Text excerpt:

Sunday, April 26, 2015

Forever missing part of your heart

"Making the decision to have a child is momentous. It is to decide forever to have your heart go walking around outside your body." - Elizabeth Stone.  

I had never really thought much of this quote. Actually, if anything, I think it made me roll my eyes a little before I found out what having a child was really like. Now I know that this quote is probably the best way to describe having a child. 

Being a birth mother makes this quote that much more meaningful, and more painful. You've chosen to carry this child, to give birth to them, and to love them with everything that you have. While your pregnant, you can't fully understand what it will be like. I didn't. I thought that I would have him, be sad for awhile, and pick my life right back up where I left off. I have never been more wrong in my life. 

The love for him didn't hit me instantly. The first time I saw him I was in disbelief that this baby was actually mine. There were some complications after birth, so it didn't hit me until a few hours later. He was starving so I decided to try nursing him. He latched on, ate a bit, let out a huge sigh and fell asleep. In that moment I fell head over heels for him. In that moment, I knew that part of my heart will forever be walking outside of my body.

Dataset content:
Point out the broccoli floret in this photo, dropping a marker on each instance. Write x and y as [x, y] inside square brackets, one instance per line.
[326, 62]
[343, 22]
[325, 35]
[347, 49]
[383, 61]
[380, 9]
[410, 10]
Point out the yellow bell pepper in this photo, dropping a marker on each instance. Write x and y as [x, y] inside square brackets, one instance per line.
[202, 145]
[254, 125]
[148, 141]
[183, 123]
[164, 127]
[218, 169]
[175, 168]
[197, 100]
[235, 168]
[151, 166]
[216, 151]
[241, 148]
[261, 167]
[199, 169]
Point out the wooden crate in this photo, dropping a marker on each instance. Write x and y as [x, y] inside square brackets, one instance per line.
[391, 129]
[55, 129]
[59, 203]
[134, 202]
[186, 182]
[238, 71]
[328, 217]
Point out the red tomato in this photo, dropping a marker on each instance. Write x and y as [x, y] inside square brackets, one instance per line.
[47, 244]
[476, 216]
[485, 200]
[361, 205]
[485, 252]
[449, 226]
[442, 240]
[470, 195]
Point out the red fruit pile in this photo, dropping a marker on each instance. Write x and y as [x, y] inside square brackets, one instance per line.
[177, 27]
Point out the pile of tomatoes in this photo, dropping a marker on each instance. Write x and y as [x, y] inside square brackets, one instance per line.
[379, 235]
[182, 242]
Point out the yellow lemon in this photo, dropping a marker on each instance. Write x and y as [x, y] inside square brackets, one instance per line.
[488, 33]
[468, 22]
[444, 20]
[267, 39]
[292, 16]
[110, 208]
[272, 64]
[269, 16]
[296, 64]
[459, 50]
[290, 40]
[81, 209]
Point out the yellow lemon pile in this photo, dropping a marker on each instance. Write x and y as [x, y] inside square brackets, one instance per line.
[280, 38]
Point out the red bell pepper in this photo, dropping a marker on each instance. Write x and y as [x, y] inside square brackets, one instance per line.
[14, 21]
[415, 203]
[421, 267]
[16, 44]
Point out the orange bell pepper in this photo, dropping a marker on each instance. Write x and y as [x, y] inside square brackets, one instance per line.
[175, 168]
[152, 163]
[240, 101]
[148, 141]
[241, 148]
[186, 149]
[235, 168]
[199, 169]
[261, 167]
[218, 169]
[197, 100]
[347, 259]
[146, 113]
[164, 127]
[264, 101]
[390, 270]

Required work:
1. In the blog post about being a birth mother, list each thing the baby did after the author decided to try nursing him.
2. Continue the blog post about being a birth mother, picking up after its final sentence.

Responses by task:
1.
- latched on
- ate a bit
- let out a huge sigh
- fell asleep

2.
Then, I did what I didn't think I was strong enough to do. I placed him in his mother's arms and left the hospital. I cried the entire night. We had a visit the next night and one last visit that Saturday. On the way to that last visit before they left the state, I sobbed. I told my mom that I didn't know if I could do this. I felt empty and the only thing that made me feel whole again was holding him. I cuddled him the entire visit. When they left, I went to the grocery store with my mom and ended up crying in public. That was not my finest hour. 

Being a birth mom means that you've entrusted part of your heart to someone else. There's a void that can never be filled. You walk around with a piece of you missing. The only time you feel truly whole again is when you get to see your child. For many birth moms, that happens once a year or so. The longing doesn't stop. Every time I see a baby that looks like BB, my arms ache. I want to cuddle him one more time and tell him how much I love him. It's a scary thing to have your child out there and you aren't able to protect them. You only want the best for your child, like any other parent. I know that J and K are constantly loving on BB. They are teaching him how to be a great person. They tell him how much his birth mom loves him and that's what keeps me going. I know that he is safe and loved. My heart will never be whole again, but it is worth it knowing that his heart is being filled with so much love. That is what being a mother is about.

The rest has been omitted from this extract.